**EJERCICIO BREVE**
Según el texto mostrado, ¿en qué pasaje bíblico se basa este estudio de la serie sobre Génesis?
----- TEXTO MOSTRADO -----
EL HERMANO, EL TRABAJADOR Y EL ADORADOR





SERIE DE ESTUDIOS EN GÉNESIS “VOLVIENDO A LOS FUNDAMENTOS”

TEXTO BÍBLICO: GÉNESIS 4:1-7

INTRODUCCIÓN

       Cualquier civilización que queramos estudiar concienzudamente para comprender sus fines, sus regulaciones y sus objetivos, debe ser investigada desde el área sociológica que comprende la individualidad espiritual. La comunidad se convierte en lo que es cuando los elementos humanos que la componen deciden inclinarse, bien por buscar el bienestar y la felicidad de cada uno de sus miembros, o bien por imponer su particular voluntad e intereses sobre los de los otros semejantes, sembrando las simientes que desembocarán en el declive y decadencia de esa sociedad. Dentro de ese análisis del comportamiento ético y espiritual que queramos elaborar sobre un grupo humano en particular, debe partir desde la conciencia individual hasta lograr un mosaico completo en el que percibir y notar las verdaderas intenciones que este grupo realmente tiene. Mientras el ser humano está solo consigo mismo, sin las cortapisas de las convenciones sociales, sin el obstáculo de las reglamentaciones que persiguen el bien al mayor número de personas, y sin las barreras de la socialización comunitaria, solo puede hacerse daño a sí mismo, lo cual ya es lamentable de por sí. Pero cuando dos o más seres humanos se reunen en torno a la idea y concepto de comunidad, civilización o sistema social, las posibilidades de dañarse mutuamente a la par que personalmente se elevan hasta el infinito. Al menos eso es lo que nos dicen los hechos sociológicos que se examinan y constatan diariamente: violencia a mansalva, odio religioso, integrista, fanático y racista, agresividad abierta en contra de los sentimientos e ideologías contrarias, recurso al asesinato, el secuestro, el abuso de poder, a las guerras fratricidas, y un largo etcétera que se expone en cada telediario que vemos a mediodía o por la noche.
----- EXTRACTO DE DATOS -----
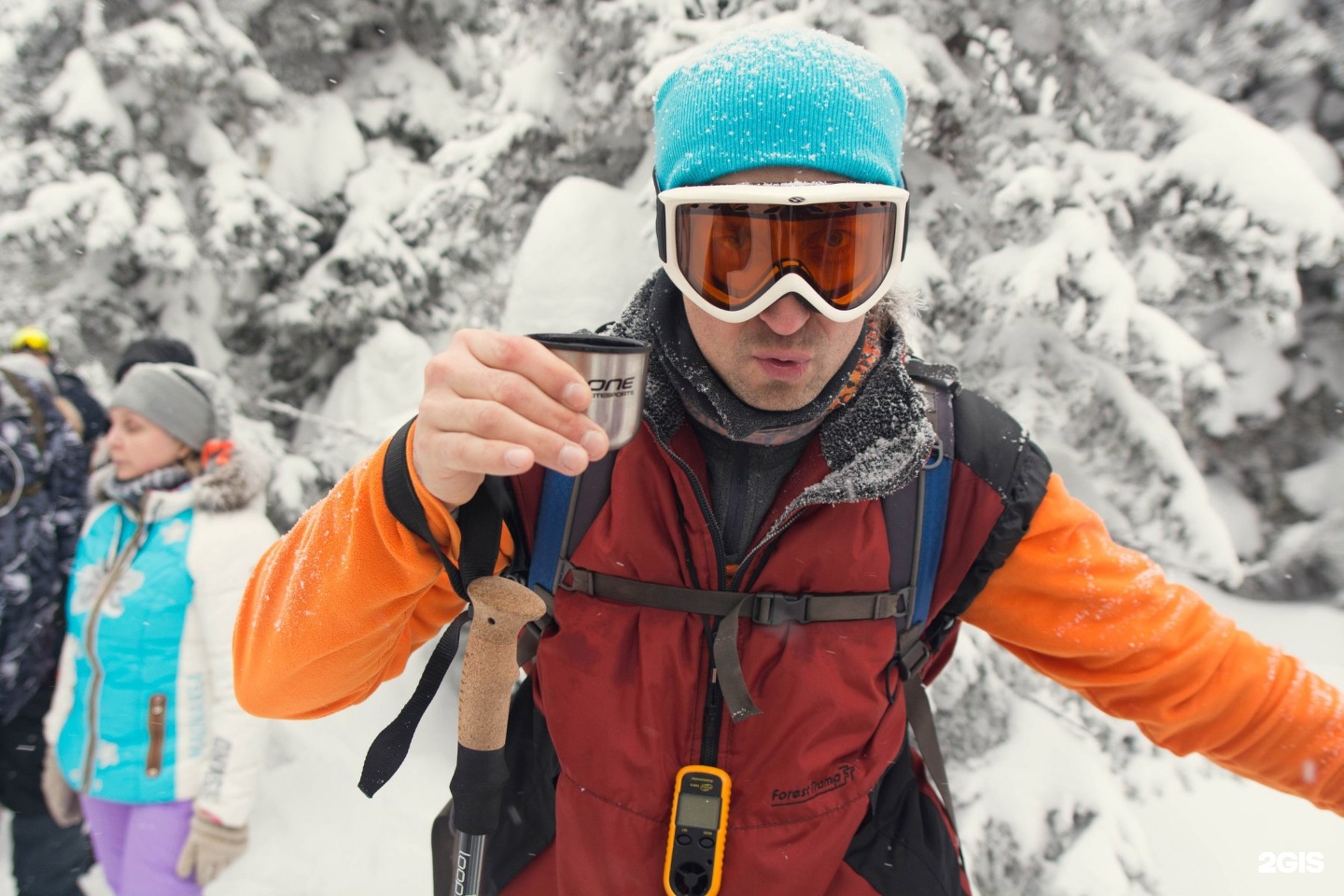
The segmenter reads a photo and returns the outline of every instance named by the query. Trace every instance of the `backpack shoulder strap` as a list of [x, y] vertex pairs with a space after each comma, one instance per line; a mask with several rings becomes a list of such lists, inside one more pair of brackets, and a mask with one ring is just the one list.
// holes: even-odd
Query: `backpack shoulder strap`
[[931, 643], [929, 622], [933, 611], [933, 590], [946, 535], [952, 467], [956, 457], [952, 399], [957, 380], [954, 368], [934, 367], [914, 359], [907, 369], [923, 395], [929, 420], [938, 435], [938, 445], [917, 480], [883, 500], [891, 552], [891, 586], [898, 587], [899, 579], [914, 590], [914, 599], [906, 604], [909, 615], [898, 623], [900, 634], [895, 662], [906, 695], [910, 731], [925, 760], [925, 768], [938, 789], [948, 818], [956, 825], [948, 768], [922, 673], [937, 646], [942, 643], [948, 627], [946, 622], [939, 622], [937, 630], [931, 633], [938, 638], [938, 643]]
-----
**RESULTADO OBTENIDO**
Génesis 4:1-7.